Hoja Roja

Pelillos a la mar

«Lo que me parece absolutamente reprobable es que hayamos llegado a un punto en el que nadie parece responsable de lo que dice o de lo que escribe»

Cuando se le pierde el respeto a las palabras, pasa lo que pasa. O dejan de tener valor y se las termina llevando el viento, o se convierten en un arma de destrucción cansina. Ya se lo advertía Miguel Hernández a su hijo, «frontera de los besos serán mañana, cuando en la dentadura sientas un arma». Porque desde Babel nos cuesta tanto entendernos, y tan poco malentendernos, que el desdecirse, el contradecirse, el retractarse –nunca el disculparse, ojo– y el desmentirse, forman parte de cualquier conversación que se tercie, algo así como el séptimo elemento de la comunicación.

Es lo que tiene la palabra, que hasta lo dijo Aristóteles –o eso dicen– «uno es dueño de sus silencios y esclavo de sus palabras». Tan esclavo, que de ellas depende nuestra libertad, incluso la libertad de expresión, esa a la que invocamos cada vez que algo o alguien nos molesta, cada vez que no nos dejan jugar al donde dije digo, digo Diego, que es el juego favorito de esta temporada.

La polémica mantenida entre la concejala de Fiestas y el autor de carnaval despechado, es un clarísimo ejemplo de esto que les digo, de la esclavitud a la que estamos sometidos, del uso belicista de la palabra y del poco valor, que al final se le otorga a lo que decimos. La irresponsabilidad, al fin y al cabo. Basta con volver al principio y ordenar cronológicamente la secuencia para ver el poco respeto que se le tiene a la palabra dada. Porque verá, sin entrar demasiado en el fondo de lo que decía el desafortunado artículo que publicó el autor despechado –no olvide lo de significante y significado–, el uso de determinadas palabras cargaba el texto de pólvora suficiente como para hacerlo explotar.

Que es lo que ocurrió, evidentemente. Si uno vuelve a leerlo, vuelve a interpretarlo del mismo modo, porque como decían los clásicos «scripta manent» –que traducido resulta, que por mucho que nos lavemos la conciencia con lo de las palabras y el viento, lo escrito, escrito está– y ahí, se sigue leyendo lo de la «inapropiada presencia de la concejala de turno en el palco del jurado», y se sigue leyendo lo del disfraz de «papoalaire» –el término es aún peor que su significado– y se sigue leyendo lo del taquillero que «se llevaba un tanto por cada entrada». Ya ve, lo entrecomillo, no lo he dicho yo.

- - -

_QUÉ HARÁS_: Reproduce literalmente el fragmento de la columna sobre el valor de las palabras que empieza con "Que es lo que" y continúa hasta "he dicho yo.".

Entradas del conjunto de datos
- - -

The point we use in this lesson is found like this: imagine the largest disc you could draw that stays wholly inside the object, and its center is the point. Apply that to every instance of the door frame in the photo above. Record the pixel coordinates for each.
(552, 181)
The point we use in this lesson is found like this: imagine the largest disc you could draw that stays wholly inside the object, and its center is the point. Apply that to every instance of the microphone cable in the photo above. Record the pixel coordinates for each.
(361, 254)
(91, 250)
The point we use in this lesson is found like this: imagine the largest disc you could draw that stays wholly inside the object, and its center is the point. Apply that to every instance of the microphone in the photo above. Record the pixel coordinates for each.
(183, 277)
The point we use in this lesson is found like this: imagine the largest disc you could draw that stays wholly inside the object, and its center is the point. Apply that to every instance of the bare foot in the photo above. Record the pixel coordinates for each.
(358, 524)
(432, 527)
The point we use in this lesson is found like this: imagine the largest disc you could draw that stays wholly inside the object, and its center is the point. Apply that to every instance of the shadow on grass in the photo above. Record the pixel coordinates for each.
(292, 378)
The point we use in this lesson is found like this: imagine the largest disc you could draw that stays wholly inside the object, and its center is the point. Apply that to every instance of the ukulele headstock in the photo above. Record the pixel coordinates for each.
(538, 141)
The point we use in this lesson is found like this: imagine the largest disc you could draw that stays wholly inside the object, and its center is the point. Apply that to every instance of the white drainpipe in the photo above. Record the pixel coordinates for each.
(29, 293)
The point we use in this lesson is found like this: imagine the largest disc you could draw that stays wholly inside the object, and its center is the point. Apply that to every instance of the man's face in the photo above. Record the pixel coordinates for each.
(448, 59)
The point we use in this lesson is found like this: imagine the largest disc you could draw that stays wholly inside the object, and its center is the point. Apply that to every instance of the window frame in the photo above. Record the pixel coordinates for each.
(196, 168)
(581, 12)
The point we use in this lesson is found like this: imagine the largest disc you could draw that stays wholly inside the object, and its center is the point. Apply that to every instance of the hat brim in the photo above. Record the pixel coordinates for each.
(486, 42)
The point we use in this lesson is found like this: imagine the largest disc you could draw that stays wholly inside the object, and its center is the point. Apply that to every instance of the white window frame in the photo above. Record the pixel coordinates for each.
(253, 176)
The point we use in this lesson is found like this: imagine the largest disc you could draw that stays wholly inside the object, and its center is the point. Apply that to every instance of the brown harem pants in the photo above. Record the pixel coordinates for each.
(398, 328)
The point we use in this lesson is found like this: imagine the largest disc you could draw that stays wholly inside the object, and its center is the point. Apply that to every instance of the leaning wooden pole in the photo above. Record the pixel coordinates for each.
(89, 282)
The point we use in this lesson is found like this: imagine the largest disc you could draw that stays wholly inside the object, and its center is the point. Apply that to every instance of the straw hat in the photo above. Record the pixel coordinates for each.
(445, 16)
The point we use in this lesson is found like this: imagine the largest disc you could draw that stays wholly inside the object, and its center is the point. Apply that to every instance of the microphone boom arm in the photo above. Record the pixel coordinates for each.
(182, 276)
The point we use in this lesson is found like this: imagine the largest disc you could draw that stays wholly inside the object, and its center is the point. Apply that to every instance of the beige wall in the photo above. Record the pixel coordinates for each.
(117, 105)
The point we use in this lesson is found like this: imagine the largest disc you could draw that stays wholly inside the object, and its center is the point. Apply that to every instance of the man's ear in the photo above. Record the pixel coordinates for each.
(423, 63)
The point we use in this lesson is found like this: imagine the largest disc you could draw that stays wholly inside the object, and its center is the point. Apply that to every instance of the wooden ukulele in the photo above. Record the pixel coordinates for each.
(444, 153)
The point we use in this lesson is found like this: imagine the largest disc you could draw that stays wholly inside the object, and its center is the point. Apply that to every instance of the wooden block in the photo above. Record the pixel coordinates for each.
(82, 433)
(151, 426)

- - -

_RESPUESTA AL EJERCICIO_:
Que es lo que ocurrió, evidentemente. Si uno vuelve a leerlo, vuelve a interpretarlo del mismo modo, porque como decían los clásicos «scripta manent» –que traducido resulta, que por mucho que nos lavemos la conciencia con lo de las palabras y el viento, lo escrito, escrito está– y ahí, se sigue leyendo lo de la «inapropiada presencia de la concejala de turno en el palco del jurado», y se sigue leyendo lo del disfraz de «papoalaire» –el término es aún peor que su significado– y se sigue leyendo lo del taquillero que «se llevaba un tanto por cada entrada». Ya ve, lo entrecomillo, no lo he dicho yo.